* Task details *
Please state how many lines of the records hold the string "handle", giving nothing but the number.
[Start of Attachment]
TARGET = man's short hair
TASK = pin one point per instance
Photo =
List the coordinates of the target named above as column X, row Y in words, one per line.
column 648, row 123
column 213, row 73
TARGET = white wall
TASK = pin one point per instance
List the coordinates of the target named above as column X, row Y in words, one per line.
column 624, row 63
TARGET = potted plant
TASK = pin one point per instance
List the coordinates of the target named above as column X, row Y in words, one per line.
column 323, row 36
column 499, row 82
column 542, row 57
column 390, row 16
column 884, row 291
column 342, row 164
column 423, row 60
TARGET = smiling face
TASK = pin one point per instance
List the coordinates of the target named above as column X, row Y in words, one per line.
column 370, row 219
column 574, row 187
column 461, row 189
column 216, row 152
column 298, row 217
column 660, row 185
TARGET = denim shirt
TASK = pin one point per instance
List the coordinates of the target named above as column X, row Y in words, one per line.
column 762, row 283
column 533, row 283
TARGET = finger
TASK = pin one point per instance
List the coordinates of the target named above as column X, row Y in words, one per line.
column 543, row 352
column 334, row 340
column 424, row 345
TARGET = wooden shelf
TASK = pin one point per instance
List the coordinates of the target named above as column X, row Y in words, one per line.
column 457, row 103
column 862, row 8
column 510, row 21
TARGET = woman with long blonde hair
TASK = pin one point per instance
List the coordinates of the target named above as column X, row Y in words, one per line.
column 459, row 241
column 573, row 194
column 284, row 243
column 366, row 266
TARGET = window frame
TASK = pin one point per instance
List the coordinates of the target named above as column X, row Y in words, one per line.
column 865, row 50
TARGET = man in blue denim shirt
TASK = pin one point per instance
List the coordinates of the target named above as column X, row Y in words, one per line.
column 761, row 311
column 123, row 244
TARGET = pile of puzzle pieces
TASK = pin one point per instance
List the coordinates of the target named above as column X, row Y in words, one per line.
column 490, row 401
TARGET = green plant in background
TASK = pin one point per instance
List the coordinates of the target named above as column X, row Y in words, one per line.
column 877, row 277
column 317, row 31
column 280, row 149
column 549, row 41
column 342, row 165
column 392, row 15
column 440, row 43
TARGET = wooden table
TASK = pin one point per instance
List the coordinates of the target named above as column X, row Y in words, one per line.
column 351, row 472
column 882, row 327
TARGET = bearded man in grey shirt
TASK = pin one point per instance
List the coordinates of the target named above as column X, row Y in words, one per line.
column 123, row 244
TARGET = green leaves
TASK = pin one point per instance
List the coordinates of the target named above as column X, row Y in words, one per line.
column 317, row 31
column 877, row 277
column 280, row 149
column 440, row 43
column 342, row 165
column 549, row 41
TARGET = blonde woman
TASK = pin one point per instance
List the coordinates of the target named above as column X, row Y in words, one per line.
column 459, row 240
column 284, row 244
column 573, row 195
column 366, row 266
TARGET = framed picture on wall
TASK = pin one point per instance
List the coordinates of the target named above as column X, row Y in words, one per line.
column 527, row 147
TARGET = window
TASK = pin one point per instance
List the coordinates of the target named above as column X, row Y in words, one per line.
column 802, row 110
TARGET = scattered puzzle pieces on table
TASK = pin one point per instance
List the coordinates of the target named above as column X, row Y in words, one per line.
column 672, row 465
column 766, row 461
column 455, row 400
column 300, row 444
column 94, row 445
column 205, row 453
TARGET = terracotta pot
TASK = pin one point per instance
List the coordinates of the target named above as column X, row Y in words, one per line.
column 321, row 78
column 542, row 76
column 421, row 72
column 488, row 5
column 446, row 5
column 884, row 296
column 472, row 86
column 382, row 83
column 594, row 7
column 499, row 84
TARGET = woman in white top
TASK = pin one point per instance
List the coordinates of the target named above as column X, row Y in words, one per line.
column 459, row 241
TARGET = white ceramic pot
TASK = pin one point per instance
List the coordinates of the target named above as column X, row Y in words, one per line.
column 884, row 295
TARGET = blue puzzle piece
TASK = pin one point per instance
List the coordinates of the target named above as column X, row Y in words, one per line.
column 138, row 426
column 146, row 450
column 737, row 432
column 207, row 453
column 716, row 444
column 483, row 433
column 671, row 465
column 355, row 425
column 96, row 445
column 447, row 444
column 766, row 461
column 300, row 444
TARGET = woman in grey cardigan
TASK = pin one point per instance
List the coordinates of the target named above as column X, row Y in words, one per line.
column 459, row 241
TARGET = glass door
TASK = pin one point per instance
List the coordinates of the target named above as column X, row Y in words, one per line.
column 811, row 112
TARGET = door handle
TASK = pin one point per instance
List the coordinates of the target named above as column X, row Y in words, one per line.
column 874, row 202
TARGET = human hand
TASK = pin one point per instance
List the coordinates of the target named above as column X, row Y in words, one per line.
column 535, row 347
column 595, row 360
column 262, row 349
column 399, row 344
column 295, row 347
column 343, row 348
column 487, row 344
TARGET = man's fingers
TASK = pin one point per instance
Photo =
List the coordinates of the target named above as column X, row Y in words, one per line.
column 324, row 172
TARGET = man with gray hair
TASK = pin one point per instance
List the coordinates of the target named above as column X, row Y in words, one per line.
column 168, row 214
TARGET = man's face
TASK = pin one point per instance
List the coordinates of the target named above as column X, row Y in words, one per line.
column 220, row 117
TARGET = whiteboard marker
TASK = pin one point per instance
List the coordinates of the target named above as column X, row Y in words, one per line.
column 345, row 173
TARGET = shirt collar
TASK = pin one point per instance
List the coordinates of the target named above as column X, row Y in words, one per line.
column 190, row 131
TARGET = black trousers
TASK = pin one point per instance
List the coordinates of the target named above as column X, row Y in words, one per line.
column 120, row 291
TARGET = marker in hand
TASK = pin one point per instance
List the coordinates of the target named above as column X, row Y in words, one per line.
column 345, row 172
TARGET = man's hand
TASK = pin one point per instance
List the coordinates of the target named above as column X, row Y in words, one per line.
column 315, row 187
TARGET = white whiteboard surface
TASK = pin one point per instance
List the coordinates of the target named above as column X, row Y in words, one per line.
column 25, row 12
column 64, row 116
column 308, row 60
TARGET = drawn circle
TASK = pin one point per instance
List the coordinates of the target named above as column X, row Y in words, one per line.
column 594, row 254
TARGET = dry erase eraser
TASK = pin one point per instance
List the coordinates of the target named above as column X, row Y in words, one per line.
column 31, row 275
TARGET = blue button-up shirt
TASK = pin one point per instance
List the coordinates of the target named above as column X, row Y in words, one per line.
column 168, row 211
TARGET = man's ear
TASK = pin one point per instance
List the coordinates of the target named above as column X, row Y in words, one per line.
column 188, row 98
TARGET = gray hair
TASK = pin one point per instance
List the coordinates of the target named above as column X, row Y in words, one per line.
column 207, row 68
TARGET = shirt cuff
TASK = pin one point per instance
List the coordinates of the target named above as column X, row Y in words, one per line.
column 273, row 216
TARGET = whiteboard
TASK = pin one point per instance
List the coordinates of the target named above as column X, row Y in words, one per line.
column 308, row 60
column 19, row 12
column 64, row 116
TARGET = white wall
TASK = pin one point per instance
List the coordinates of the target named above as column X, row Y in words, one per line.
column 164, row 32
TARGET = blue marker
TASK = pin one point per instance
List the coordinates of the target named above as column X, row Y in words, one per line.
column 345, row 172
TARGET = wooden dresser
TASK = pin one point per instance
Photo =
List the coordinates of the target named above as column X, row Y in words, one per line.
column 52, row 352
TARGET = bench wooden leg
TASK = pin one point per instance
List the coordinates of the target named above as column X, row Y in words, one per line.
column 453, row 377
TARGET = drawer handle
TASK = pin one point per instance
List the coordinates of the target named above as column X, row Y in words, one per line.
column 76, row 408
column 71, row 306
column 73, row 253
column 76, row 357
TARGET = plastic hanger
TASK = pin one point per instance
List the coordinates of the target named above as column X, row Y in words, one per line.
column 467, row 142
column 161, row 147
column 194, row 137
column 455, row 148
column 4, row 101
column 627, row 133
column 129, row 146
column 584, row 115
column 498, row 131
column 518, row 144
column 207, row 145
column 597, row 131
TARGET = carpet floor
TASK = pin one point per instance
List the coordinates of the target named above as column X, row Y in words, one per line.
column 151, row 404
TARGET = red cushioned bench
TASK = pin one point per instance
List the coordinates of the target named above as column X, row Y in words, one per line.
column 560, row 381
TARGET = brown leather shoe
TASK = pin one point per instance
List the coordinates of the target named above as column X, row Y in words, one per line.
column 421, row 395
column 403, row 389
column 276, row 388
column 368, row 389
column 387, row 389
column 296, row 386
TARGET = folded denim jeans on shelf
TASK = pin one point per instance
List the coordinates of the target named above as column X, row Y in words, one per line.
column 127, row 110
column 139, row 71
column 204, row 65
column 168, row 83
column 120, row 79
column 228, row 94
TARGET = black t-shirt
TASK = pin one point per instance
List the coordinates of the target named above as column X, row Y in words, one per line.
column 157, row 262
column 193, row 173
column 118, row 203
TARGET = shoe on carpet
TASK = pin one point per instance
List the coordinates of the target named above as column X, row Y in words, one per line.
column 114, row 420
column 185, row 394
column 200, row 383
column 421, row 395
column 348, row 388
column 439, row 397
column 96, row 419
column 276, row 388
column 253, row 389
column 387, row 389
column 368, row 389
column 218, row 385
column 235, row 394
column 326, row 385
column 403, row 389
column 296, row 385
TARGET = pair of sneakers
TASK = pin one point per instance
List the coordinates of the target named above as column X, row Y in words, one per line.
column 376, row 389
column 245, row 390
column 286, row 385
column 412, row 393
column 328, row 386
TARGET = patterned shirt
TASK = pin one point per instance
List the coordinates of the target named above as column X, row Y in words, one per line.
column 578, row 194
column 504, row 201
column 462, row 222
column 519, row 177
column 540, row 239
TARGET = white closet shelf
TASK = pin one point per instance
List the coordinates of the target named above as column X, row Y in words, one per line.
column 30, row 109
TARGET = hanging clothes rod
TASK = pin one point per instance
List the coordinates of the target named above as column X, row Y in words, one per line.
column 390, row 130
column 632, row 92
[End of Attachment]
* Answer to the exercise *
2